Region pointing data

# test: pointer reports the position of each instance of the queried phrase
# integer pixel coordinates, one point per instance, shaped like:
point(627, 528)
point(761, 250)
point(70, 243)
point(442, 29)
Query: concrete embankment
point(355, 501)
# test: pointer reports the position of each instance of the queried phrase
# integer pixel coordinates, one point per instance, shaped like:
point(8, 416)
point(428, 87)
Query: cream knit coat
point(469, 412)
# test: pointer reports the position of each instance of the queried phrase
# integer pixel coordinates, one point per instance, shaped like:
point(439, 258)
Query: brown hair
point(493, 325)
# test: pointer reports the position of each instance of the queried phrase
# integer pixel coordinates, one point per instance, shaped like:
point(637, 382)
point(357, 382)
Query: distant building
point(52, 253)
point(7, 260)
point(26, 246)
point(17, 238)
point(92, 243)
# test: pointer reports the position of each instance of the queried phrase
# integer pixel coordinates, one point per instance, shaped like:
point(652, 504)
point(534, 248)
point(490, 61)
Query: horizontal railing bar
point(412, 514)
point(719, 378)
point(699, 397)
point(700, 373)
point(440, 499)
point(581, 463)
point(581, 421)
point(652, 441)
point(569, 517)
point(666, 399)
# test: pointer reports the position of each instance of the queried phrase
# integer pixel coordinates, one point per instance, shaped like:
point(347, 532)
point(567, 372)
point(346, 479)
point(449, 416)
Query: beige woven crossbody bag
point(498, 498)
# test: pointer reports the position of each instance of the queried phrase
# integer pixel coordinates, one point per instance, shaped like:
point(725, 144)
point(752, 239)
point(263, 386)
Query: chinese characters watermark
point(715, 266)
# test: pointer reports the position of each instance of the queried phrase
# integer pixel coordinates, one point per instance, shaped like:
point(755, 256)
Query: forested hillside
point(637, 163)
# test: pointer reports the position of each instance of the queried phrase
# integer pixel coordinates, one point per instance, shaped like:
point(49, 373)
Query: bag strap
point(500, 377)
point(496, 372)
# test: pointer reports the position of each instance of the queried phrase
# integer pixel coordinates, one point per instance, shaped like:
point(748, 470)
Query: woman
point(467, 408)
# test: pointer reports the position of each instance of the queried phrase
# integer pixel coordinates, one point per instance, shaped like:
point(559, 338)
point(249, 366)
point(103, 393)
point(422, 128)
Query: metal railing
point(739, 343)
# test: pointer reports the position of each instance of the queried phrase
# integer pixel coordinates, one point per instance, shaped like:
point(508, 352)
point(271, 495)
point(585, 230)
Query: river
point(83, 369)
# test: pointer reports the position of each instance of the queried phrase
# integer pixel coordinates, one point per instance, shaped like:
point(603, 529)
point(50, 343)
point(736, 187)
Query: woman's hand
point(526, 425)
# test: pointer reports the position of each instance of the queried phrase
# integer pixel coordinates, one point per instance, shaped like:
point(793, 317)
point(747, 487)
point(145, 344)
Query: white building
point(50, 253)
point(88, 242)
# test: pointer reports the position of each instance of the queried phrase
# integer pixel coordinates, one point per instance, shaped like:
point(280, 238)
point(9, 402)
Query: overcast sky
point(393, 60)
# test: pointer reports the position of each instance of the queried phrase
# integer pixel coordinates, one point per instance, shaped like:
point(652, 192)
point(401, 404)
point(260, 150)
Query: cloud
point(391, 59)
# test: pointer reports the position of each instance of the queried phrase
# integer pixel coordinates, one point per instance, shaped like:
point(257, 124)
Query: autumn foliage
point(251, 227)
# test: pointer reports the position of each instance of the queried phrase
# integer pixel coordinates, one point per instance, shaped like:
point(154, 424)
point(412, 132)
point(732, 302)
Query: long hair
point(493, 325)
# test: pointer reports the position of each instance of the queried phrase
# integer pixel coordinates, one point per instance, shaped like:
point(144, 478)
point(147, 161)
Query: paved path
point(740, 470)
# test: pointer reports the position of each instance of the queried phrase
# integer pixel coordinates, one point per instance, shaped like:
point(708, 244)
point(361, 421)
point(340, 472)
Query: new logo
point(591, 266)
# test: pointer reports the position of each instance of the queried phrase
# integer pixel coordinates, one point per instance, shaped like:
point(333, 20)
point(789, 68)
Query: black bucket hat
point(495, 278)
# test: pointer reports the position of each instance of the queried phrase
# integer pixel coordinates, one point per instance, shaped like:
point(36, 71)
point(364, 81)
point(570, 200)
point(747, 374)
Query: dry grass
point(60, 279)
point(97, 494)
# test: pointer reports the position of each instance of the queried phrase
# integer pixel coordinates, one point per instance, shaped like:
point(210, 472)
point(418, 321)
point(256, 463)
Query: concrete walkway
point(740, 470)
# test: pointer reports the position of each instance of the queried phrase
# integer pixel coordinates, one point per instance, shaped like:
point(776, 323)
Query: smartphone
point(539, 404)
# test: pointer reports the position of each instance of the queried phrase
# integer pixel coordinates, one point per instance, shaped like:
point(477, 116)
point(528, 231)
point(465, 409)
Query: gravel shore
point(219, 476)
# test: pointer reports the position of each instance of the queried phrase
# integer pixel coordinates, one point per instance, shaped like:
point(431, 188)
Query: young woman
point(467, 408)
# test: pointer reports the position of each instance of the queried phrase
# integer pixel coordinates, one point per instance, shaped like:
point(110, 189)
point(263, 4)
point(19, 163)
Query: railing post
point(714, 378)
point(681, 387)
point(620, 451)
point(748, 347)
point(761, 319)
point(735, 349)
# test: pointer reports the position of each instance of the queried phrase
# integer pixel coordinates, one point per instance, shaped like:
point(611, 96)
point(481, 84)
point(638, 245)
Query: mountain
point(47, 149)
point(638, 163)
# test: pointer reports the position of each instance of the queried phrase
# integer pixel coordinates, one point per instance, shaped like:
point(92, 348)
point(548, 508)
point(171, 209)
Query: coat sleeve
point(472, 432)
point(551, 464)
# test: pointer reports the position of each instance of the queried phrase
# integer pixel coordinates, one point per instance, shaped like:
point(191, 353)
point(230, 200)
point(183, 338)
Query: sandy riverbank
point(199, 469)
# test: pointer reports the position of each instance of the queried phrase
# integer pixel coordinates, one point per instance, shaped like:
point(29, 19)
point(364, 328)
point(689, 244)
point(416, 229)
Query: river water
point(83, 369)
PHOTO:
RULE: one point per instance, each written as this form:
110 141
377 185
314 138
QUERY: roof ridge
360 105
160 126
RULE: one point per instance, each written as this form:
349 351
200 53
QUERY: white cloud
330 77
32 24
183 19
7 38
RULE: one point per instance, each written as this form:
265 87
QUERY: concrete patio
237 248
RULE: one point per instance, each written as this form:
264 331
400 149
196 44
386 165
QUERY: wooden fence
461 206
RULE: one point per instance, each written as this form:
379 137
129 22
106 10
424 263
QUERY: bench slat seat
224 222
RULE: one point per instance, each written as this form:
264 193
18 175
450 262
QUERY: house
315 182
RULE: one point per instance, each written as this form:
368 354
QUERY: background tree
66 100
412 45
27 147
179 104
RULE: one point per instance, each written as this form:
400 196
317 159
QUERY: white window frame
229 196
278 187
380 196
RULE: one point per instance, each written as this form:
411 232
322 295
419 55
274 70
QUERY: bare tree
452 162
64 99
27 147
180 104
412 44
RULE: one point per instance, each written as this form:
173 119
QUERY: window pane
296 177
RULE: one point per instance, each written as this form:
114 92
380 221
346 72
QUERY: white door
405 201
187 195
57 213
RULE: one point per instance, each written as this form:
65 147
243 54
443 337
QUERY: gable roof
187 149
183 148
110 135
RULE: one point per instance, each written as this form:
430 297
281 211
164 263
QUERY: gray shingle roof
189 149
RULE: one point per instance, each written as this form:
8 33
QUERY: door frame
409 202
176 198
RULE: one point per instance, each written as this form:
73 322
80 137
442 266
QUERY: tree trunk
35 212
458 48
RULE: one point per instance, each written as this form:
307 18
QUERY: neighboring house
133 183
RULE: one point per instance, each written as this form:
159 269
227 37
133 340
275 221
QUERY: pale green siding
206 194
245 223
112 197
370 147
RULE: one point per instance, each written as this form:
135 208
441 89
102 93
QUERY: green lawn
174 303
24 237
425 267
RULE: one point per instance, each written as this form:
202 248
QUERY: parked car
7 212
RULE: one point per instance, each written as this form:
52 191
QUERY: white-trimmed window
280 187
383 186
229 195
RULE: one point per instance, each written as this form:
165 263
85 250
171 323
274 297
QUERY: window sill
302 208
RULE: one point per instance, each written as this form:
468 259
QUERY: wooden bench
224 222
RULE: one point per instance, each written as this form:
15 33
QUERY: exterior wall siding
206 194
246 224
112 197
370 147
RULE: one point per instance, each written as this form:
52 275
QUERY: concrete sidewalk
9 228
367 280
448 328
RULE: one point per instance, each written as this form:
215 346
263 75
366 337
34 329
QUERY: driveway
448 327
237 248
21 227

Exercise »
The answer should be an exact copy of the lines from the first line of the data through the line with "point(752, 239)" and should contain nothing else.

Completed exercise »
# test: pointer reports the position of each instance of the queried phrase
# integer pixel coordinates, one point per instance, shaped like:
point(627, 528)
point(761, 250)
point(70, 243)
point(442, 29)
Query: concrete embankment
point(355, 501)
# test: pointer reports the position of each instance of the queried phrase
# integer pixel coordinates, one point per instance, shaped like:
point(8, 416)
point(428, 87)
Query: cream knit coat
point(469, 412)
# test: pointer reports the position of each instance of the queried phrase
# integer pixel coordinates, one point per instance, shaped like:
point(439, 258)
Query: brown hair
point(493, 325)
# test: pointer reports the position of each instance of the queried phrase
# integer pixel coordinates, one point per instance, shaped like:
point(637, 382)
point(357, 382)
Query: distant building
point(52, 253)
point(7, 260)
point(26, 246)
point(17, 238)
point(92, 243)
# test: pointer reports the position of each instance of the queried phrase
# integer pixel coordinates, one point per instance, shaped like:
point(652, 504)
point(534, 248)
point(490, 61)
Query: horizontal railing bar
point(412, 514)
point(719, 378)
point(699, 397)
point(700, 373)
point(440, 499)
point(581, 463)
point(581, 421)
point(652, 441)
point(569, 517)
point(666, 399)
# test: pointer reports the position of each instance of the queried phrase
# integer pixel coordinates, one point per instance, shaped like:
point(347, 532)
point(567, 372)
point(346, 479)
point(449, 416)
Query: beige woven crossbody bag
point(498, 498)
# test: pointer reports the position of each instance of the queried phrase
# integer pixel coordinates, one point per instance, shaped like:
point(725, 144)
point(752, 239)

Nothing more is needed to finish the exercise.